Print out every record exactly as it appears.
··········
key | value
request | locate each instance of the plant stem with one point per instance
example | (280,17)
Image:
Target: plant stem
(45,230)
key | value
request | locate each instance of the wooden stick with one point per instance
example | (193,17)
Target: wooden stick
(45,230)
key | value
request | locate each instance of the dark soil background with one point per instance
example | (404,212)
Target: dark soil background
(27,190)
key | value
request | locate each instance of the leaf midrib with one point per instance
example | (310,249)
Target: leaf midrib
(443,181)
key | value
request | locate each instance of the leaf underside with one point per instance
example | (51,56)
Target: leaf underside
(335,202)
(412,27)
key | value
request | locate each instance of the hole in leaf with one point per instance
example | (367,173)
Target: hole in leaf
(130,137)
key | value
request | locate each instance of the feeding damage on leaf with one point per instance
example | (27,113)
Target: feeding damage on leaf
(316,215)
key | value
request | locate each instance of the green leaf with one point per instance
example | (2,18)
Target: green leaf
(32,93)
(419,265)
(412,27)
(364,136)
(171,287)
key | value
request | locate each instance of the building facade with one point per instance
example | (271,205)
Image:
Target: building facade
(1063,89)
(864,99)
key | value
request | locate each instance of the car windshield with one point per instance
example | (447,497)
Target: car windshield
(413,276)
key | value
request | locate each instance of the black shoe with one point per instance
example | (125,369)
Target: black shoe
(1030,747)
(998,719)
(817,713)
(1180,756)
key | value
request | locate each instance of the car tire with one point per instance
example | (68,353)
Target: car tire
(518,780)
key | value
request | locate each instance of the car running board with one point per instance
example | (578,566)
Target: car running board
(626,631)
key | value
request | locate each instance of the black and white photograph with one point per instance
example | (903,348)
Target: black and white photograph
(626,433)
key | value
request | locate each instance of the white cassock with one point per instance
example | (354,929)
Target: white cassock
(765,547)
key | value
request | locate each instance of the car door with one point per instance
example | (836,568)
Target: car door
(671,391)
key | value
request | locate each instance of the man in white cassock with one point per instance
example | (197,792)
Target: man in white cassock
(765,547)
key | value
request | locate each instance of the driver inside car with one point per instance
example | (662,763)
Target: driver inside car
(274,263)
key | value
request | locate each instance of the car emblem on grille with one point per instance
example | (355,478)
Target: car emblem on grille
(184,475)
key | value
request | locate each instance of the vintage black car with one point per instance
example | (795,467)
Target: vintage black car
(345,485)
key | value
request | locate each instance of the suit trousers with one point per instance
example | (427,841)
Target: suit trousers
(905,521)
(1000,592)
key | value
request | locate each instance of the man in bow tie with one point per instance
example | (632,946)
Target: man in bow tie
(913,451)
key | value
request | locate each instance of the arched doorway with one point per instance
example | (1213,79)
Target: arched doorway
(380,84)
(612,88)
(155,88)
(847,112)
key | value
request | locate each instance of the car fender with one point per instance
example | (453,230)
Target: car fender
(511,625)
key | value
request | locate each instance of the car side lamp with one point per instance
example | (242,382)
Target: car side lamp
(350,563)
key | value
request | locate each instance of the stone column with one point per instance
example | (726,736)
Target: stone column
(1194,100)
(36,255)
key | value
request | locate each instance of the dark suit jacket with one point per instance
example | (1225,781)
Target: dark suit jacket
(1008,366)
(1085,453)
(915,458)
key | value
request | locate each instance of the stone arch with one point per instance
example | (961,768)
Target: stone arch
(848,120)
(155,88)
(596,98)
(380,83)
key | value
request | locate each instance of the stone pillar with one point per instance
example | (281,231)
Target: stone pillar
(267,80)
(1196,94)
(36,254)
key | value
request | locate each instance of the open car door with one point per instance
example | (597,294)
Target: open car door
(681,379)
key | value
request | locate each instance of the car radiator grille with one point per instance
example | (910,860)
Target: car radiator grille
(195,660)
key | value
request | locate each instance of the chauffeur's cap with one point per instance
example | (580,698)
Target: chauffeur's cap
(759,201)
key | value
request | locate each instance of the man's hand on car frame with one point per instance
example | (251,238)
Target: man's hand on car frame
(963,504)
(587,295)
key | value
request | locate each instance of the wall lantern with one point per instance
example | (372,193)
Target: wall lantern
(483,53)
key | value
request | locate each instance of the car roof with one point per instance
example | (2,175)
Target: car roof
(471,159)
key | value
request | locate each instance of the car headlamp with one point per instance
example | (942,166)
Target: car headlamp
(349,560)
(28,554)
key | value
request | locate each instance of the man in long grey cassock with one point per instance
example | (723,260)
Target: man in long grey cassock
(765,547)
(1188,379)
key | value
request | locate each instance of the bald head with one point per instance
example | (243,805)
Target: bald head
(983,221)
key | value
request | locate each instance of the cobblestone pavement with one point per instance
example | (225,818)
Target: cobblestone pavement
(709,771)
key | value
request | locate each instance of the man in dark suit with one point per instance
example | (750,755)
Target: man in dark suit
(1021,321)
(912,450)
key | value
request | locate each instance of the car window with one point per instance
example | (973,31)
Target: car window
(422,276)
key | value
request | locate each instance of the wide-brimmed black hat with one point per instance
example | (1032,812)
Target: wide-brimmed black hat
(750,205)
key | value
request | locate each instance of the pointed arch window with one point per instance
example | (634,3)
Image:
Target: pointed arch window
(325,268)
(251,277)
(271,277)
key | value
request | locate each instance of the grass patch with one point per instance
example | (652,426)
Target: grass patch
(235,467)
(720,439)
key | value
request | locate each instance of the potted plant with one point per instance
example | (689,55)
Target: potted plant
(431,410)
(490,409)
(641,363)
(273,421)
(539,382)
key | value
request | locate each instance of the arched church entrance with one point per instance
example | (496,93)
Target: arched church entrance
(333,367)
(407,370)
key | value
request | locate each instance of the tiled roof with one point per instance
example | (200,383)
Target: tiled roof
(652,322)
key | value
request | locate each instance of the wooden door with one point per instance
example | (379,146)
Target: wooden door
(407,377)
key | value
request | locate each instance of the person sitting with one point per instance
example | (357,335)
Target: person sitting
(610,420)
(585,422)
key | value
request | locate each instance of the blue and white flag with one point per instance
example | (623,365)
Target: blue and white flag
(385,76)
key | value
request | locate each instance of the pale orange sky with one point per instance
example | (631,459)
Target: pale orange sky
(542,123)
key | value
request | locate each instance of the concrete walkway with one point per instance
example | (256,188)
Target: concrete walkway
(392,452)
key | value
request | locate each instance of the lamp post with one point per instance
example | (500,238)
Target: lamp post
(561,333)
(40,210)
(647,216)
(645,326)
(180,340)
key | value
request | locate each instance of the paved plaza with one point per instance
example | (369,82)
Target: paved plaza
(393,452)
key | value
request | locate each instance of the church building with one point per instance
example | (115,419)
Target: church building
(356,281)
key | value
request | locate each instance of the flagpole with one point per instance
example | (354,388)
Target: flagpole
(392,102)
··········
■ **Exercise output**:
key | value
request | locate each instance of the plant stem with one point per instance
example | (280,17)
Image:
Target: plant stem
(45,230)
key | value
request | locate each instance of the wooden stick with one point per instance
example | (193,17)
Target: wooden stick
(45,230)
key | value
request | locate each instance of the dark soil background with one point per instance
example | (404,212)
Target: dark soil background
(27,190)
key | value
request | locate each instance of the leaf midrib with one point per instance
example | (310,249)
Target: leaf midrib
(443,181)
key | value
request | locate each instance of the leaf underside with one point per instance
example | (51,56)
Target: leaf underside
(335,202)
(412,27)
key | value
request | locate each instance of the hole in leaf with one point per instance
example | (367,173)
Target: hole in leaf
(130,137)
key | value
request | locate each instance of the feeding damage on leaf with one point per instance
example | (27,113)
Target: feeding damage on leaf
(316,215)
key | value
request | locate each instance of the green leaf with one point per instance
example | (2,18)
Target: green leaf
(32,93)
(419,265)
(412,27)
(364,136)
(171,287)
key | value
request | locate each instance of the building facade with one point per instance
example | (271,205)
Image:
Target: building facade
(1063,89)
(864,99)
key | value
request | locate each instance of the car windshield with one point per instance
example | (447,497)
Target: car windshield
(413,276)
key | value
request | locate each instance of the black shoe with one point per instance
example | (125,369)
Target: black shoe
(1030,747)
(998,719)
(817,713)
(1180,756)
key | value
request | locate each instance of the car tire with one point per instance
example | (68,353)
Target: car tire
(518,780)
key | value
request | locate each instance of the car running board with one point per instance
example | (578,566)
Target: car running board
(626,631)
key | value
request | locate each instance of the black and white photograph with one point per instance
example | (903,348)
Target: black and white photograph
(626,433)
key | value
request | locate each instance of the white cassock with one point per instance
example | (354,929)
Target: white cassock
(765,547)
key | value
request | locate each instance of the car door with one point per instance
example | (836,568)
Target: car door
(671,391)
key | value
request | locate each instance of the man in white cassock with one point per instance
example | (197,792)
Target: man in white cassock
(765,547)
key | value
request | locate each instance of the driver inside car with one point per instance
example | (662,763)
Target: driver inside car
(274,263)
key | value
request | locate each instance of the car emblem on grille with one point per instance
example | (355,478)
Target: car emblem on grille
(184,475)
key | value
request | locate each instance of the vintage black car with one point per instance
example | (795,467)
Target: vintage black car
(345,485)
key | value
request | locate each instance of the suit trousers with one point per instance
example | (427,841)
Target: suit trousers
(905,521)
(1000,592)
key | value
request | locate each instance of the man in bow tie with one point per instance
example | (632,946)
Target: man in bow tie
(913,451)
key | value
request | locate each instance of the arched doorway with one point per instance
example | (1213,79)
Target: arched doorway
(380,84)
(612,88)
(155,88)
(847,112)
key | value
request | locate each instance of the car fender with one point per instance
example | (453,230)
Target: car fender
(511,625)
key | value
request | locate each instance of the car side lamp with one point per instance
example | (242,382)
Target: car side lamp
(350,563)
key | value
request | locate each instance of the stone column with one point per instance
example | (726,736)
Target: stone column
(1194,100)
(36,255)
key | value
request | locate each instance of the dark suit jacket with one point per instance
example | (1225,781)
Target: dark suit jacket
(1008,366)
(1085,453)
(915,458)
key | value
request | locate each instance of the stone arch with one point per instance
example | (961,768)
Target: stone arch
(848,120)
(155,88)
(596,98)
(380,83)
key | value
request | locate each instance of the stone pillar with one point per instance
example | (281,231)
Target: stone pillar
(267,80)
(1196,94)
(36,254)
key | value
request | locate each instance of the open car door with one point per instance
example | (597,294)
Target: open car door
(681,379)
key | value
request | locate each instance of the car radiator grille with one point per instance
example | (910,860)
Target: car radiator grille
(195,660)
key | value
request | locate each instance of the chauffeur's cap with one point per instance
example | (580,698)
Target: chauffeur's cap
(759,201)
key | value
request | locate each instance of the man's hand on car frame with one point per instance
example | (251,238)
Target: man's hand on car frame
(963,504)
(587,295)
key | value
request | locate each instance of the wall lantern with one point per instance
example | (372,193)
Target: wall lantern
(483,53)
key | value
request | locate each instance of the car roof with one point per instance
example | (2,175)
Target: car roof
(471,159)
key | value
request | locate each instance of the car headlamp with one point per instance
example | (942,166)
Target: car headlamp
(349,560)
(28,554)
key | value
request | locate each instance of the man in long grey cassock with one point per instance
example | (723,260)
Target: man in long grey cassock
(765,547)
(1188,379)
key | value
request | locate each instance of the bald head with one point per instance
example | (243,805)
Target: bald head
(983,221)
key | value
request | locate each instance of the cobblestone pavement with one point per instance
example | (225,818)
Target: cobblestone pavement
(709,771)
key | value
request | locate each instance of the man in dark suit with one point per instance
example | (750,755)
Target: man in dark suit
(1021,321)
(912,450)
key | value
request | locate each instance of the car window with one point per instance
example | (973,31)
Target: car window
(422,276)
key | value
request | locate each instance of the wide-brimmed black hat with one point per instance
example | (1032,812)
Target: wide-brimmed black hat
(750,205)
key | value
request | locate each instance of the pointed arch window with one point per instance
example | (634,3)
Image:
Target: pointed arch window
(325,268)
(251,277)
(271,277)
key | value
request | locate each instance of the grass patch with one point per instance
example | (652,426)
Target: grass patch
(235,467)
(720,439)
key | value
request | locate each instance of the potted plant with one point per instance
example | (689,55)
Target: potted plant
(431,410)
(490,409)
(641,363)
(273,421)
(539,382)
key | value
request | locate each instance of the arched church entrance with one point per instance
example | (496,93)
Target: arched church entrance
(333,367)
(407,370)
key | value
request | locate each instance of the tiled roof with one point per instance
example | (200,383)
Target: tiled roof
(652,322)
key | value
request | locate each instance of the wooden door with one point per instance
example | (379,146)
Target: wooden door
(407,377)
key | value
request | locate each instance of the person sitting with one point per instance
example | (357,335)
Target: person sitting
(610,420)
(585,422)
key | value
request | locate each instance of the blue and white flag with one point per instance
example | (623,365)
Target: blue and white flag
(385,76)
key | value
request | locate each instance of the pale orange sky with one point per instance
example | (631,459)
Target: pale orange sky
(542,123)
key | value
request | locate each instance of the concrete walkway with one point per instance
example | (256,188)
Target: concrete walkway
(392,452)
key | value
request | locate each instance of the lamp post with one point per instance
example | (500,238)
Target: lamp post
(561,333)
(40,210)
(647,216)
(645,326)
(180,340)
key | value
request | locate each instance of the paved plaza with one point per instance
example | (369,82)
Target: paved plaza
(393,452)
key | value
request | locate each instance of the church building with one point per instance
example | (115,419)
Target: church building
(356,281)
key | value
request | locate each instance of the flagpole with one point per instance
example | (354,388)
Target: flagpole
(392,102)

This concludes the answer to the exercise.